[Dataset excerpts on pointing to objects]
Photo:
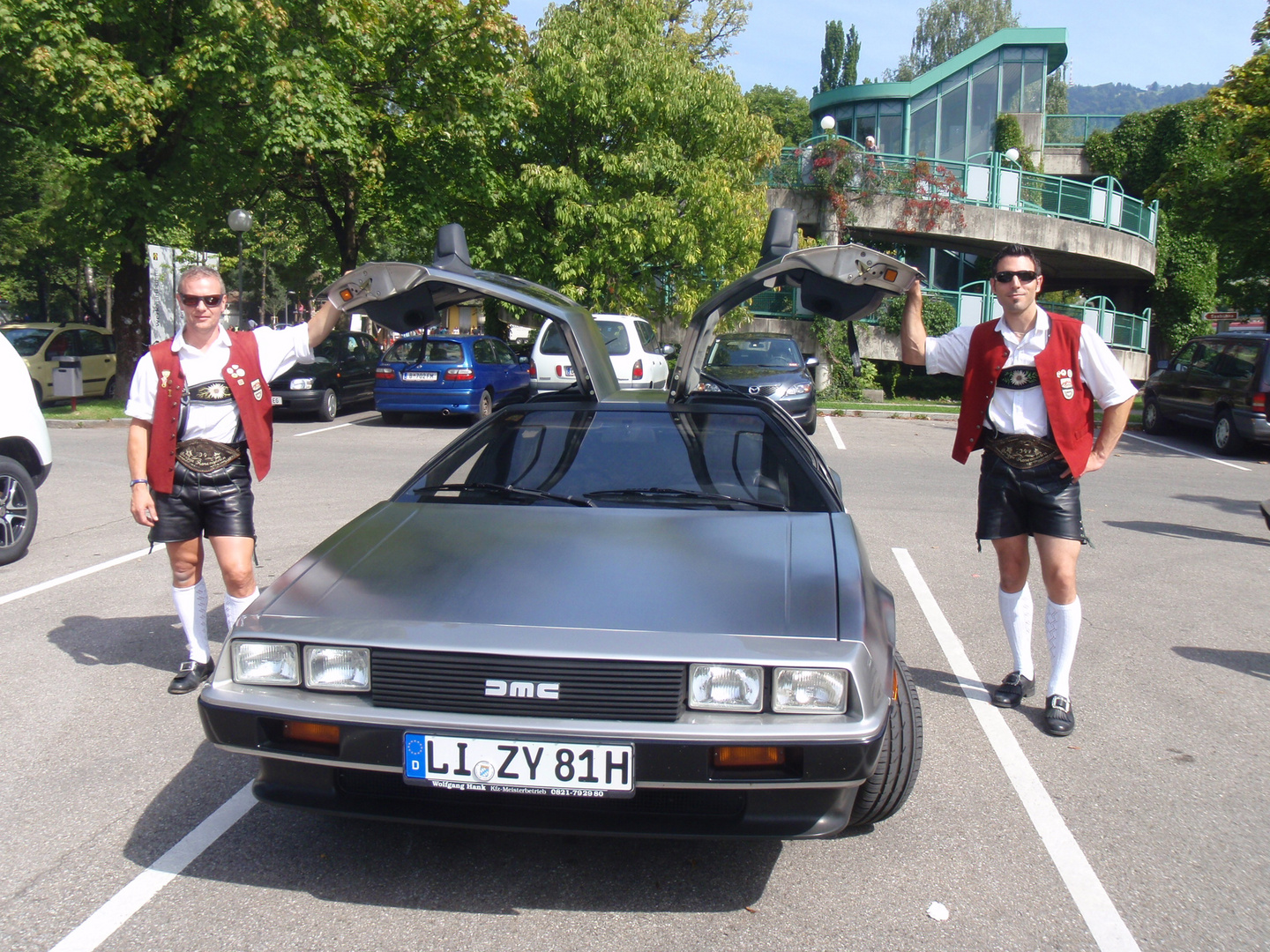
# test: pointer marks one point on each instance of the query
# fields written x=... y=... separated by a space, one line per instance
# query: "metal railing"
x=986 y=179
x=1074 y=130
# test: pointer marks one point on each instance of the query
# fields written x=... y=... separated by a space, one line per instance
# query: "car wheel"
x=329 y=405
x=18 y=510
x=1226 y=439
x=900 y=756
x=1152 y=420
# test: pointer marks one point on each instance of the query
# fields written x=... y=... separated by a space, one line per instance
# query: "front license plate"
x=519 y=766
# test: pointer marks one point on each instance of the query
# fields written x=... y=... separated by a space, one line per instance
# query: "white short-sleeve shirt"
x=280 y=349
x=1022 y=412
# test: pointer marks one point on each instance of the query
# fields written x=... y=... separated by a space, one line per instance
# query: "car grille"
x=608 y=691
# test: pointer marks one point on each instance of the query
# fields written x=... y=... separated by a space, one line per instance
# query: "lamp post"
x=240 y=221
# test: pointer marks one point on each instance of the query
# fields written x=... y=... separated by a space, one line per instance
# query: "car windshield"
x=755 y=352
x=419 y=351
x=714 y=460
x=26 y=340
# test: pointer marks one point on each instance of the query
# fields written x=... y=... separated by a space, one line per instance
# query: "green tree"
x=788 y=111
x=634 y=184
x=949 y=26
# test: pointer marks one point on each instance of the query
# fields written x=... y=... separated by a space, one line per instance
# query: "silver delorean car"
x=597 y=611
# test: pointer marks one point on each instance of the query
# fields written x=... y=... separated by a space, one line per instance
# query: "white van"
x=638 y=360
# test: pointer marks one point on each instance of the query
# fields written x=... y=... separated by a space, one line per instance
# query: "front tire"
x=900 y=761
x=329 y=405
x=18 y=510
x=1226 y=438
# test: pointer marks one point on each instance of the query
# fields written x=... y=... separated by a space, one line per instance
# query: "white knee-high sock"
x=1016 y=611
x=234 y=606
x=1062 y=628
x=192 y=609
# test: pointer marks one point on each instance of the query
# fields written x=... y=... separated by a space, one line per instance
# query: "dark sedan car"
x=631 y=612
x=446 y=374
x=342 y=374
x=765 y=365
x=1218 y=383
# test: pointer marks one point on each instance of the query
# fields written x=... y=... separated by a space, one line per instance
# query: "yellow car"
x=43 y=346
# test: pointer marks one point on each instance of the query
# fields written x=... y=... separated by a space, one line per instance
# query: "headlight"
x=265 y=663
x=716 y=687
x=337 y=668
x=810 y=691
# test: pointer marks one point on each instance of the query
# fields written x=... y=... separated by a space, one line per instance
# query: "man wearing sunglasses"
x=1032 y=380
x=201 y=409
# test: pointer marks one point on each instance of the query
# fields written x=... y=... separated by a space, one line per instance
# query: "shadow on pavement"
x=1177 y=531
x=1255 y=663
x=153 y=641
x=432 y=868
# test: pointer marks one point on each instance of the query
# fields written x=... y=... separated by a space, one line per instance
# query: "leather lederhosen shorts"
x=1016 y=502
x=216 y=502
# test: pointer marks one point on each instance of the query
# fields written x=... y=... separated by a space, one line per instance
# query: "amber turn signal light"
x=748 y=756
x=311 y=733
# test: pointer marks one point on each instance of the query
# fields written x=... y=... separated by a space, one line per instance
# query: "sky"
x=1169 y=42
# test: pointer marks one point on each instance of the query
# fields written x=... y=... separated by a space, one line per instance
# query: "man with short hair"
x=201 y=407
x=1032 y=380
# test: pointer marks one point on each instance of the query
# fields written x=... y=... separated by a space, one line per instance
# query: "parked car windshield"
x=718 y=460
x=26 y=340
x=755 y=352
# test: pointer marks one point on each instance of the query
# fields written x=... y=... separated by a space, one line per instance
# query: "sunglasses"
x=210 y=300
x=1006 y=277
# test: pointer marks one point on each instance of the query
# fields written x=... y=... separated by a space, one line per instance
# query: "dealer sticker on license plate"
x=519 y=766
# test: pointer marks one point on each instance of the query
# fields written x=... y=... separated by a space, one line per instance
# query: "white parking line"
x=324 y=429
x=80 y=574
x=1179 y=450
x=833 y=432
x=124 y=904
x=1100 y=914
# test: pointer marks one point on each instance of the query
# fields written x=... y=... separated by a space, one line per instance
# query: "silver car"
x=703 y=652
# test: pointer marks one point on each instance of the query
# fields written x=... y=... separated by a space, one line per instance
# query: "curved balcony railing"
x=987 y=179
x=975 y=303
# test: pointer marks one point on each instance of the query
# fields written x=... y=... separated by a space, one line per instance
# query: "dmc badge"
x=1065 y=381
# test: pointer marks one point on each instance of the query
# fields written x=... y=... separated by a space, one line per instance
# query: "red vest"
x=1068 y=398
x=250 y=392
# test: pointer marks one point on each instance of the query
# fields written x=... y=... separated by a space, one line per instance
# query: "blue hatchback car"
x=449 y=375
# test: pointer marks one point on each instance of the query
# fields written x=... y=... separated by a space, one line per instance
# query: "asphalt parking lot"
x=1156 y=834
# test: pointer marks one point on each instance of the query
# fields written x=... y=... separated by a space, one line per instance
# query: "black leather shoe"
x=1013 y=688
x=190 y=675
x=1059 y=718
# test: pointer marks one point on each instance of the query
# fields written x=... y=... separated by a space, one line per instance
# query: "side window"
x=502 y=352
x=92 y=344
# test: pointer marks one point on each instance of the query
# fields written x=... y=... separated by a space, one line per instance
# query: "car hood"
x=542 y=566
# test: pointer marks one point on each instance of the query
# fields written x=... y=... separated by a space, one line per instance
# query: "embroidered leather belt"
x=206 y=455
x=1018 y=378
x=1020 y=450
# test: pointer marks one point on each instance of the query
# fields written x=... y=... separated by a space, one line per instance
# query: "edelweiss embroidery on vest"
x=1065 y=381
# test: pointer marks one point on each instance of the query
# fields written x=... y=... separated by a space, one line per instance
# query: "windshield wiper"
x=657 y=492
x=497 y=489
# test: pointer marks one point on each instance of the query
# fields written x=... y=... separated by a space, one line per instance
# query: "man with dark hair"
x=1032 y=380
x=199 y=405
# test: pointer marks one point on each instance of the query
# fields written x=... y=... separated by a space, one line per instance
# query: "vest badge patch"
x=1065 y=381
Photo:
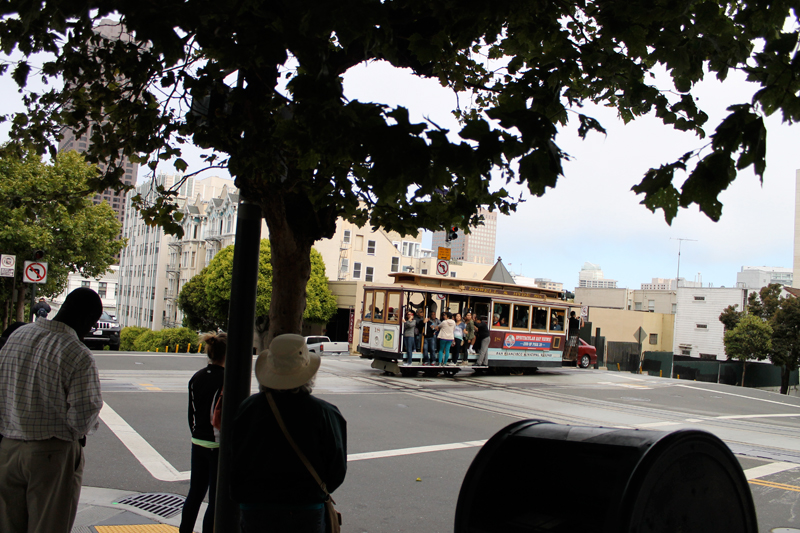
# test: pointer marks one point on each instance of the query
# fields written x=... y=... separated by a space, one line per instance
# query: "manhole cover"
x=159 y=503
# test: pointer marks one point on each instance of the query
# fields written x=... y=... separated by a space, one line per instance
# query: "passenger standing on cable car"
x=409 y=328
x=431 y=325
x=458 y=339
x=482 y=337
x=446 y=335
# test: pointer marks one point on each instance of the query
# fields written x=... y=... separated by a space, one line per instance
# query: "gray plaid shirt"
x=49 y=384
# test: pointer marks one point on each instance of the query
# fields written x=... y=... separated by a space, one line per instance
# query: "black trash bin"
x=537 y=476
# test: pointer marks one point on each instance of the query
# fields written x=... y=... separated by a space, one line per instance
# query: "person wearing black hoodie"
x=205 y=388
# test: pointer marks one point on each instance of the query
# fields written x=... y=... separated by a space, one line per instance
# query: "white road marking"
x=737 y=395
x=415 y=450
x=162 y=470
x=765 y=470
x=657 y=424
x=735 y=417
x=159 y=468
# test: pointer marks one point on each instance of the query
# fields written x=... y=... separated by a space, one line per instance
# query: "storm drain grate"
x=159 y=503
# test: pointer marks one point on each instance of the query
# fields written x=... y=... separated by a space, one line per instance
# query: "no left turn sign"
x=442 y=267
x=34 y=272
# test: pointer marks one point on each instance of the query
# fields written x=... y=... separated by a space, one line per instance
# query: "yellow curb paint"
x=144 y=528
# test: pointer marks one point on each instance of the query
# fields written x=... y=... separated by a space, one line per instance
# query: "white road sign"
x=442 y=267
x=34 y=272
x=7 y=263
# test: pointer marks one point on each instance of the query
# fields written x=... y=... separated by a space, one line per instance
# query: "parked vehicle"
x=104 y=333
x=325 y=346
x=587 y=354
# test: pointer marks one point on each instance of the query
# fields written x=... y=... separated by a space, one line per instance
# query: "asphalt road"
x=411 y=440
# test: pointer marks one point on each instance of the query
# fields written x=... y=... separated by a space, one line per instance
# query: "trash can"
x=537 y=476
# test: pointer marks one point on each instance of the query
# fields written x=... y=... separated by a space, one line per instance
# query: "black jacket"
x=204 y=389
x=266 y=468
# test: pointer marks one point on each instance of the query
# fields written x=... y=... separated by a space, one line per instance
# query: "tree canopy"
x=48 y=207
x=205 y=298
x=259 y=85
x=751 y=339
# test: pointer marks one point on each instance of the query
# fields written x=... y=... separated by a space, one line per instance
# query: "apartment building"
x=698 y=331
x=754 y=278
x=591 y=276
x=105 y=286
x=154 y=265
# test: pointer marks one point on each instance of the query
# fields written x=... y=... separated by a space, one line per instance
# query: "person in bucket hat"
x=274 y=489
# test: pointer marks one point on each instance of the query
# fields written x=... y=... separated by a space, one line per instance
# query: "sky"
x=592 y=215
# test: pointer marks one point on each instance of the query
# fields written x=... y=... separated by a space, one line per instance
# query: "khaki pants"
x=40 y=484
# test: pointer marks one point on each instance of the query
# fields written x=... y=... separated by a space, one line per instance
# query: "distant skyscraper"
x=477 y=247
x=591 y=277
x=109 y=29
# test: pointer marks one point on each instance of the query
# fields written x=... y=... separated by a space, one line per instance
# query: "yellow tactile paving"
x=144 y=528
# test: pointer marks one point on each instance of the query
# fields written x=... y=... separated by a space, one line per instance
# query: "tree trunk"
x=744 y=368
x=785 y=372
x=293 y=229
x=21 y=304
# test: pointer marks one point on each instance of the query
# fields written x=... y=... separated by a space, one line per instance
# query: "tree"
x=750 y=339
x=192 y=301
x=786 y=339
x=48 y=207
x=205 y=298
x=730 y=317
x=766 y=301
x=259 y=85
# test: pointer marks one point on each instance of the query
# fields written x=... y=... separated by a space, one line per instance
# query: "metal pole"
x=239 y=359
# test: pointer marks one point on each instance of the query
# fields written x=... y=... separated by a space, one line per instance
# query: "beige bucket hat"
x=287 y=363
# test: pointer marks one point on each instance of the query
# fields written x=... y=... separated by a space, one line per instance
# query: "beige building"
x=621 y=325
x=653 y=301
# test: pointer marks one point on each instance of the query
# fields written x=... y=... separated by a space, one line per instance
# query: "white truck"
x=324 y=346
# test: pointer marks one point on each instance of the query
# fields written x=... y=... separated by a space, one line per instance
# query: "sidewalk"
x=119 y=511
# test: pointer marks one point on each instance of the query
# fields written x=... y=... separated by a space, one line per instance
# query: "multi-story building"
x=754 y=278
x=112 y=30
x=154 y=266
x=591 y=276
x=105 y=286
x=476 y=247
x=698 y=331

§ **What you have to do**:
Copy the data from its first line down to the line containing "x=608 y=691", and leave the pictures out of your copy.

§ **Full response**:
Photo:
# test: pointer marks one point on each instance of the query
# fields written x=... y=... separated by a space, one line per instance
# query: "metal railing"
x=986 y=179
x=1074 y=130
# test: pointer marks one point on each instance of the query
# fields written x=... y=... separated by a space, one line per instance
# query: "car wheel"
x=329 y=405
x=18 y=510
x=1226 y=439
x=900 y=756
x=1152 y=420
# test: pointer marks one point on each instance of the query
# fields written x=... y=... separated by a space, one line per instance
# query: "front license plate"
x=519 y=766
# test: pointer marks one point on each instance of the query
# fields written x=... y=... separated by a space, one line per instance
# query: "white short-sleeve shirt"
x=280 y=349
x=1022 y=412
# test: pointer marks one point on each instance of the query
# fields written x=... y=... separated by a space, one line per instance
# query: "car grille"
x=608 y=691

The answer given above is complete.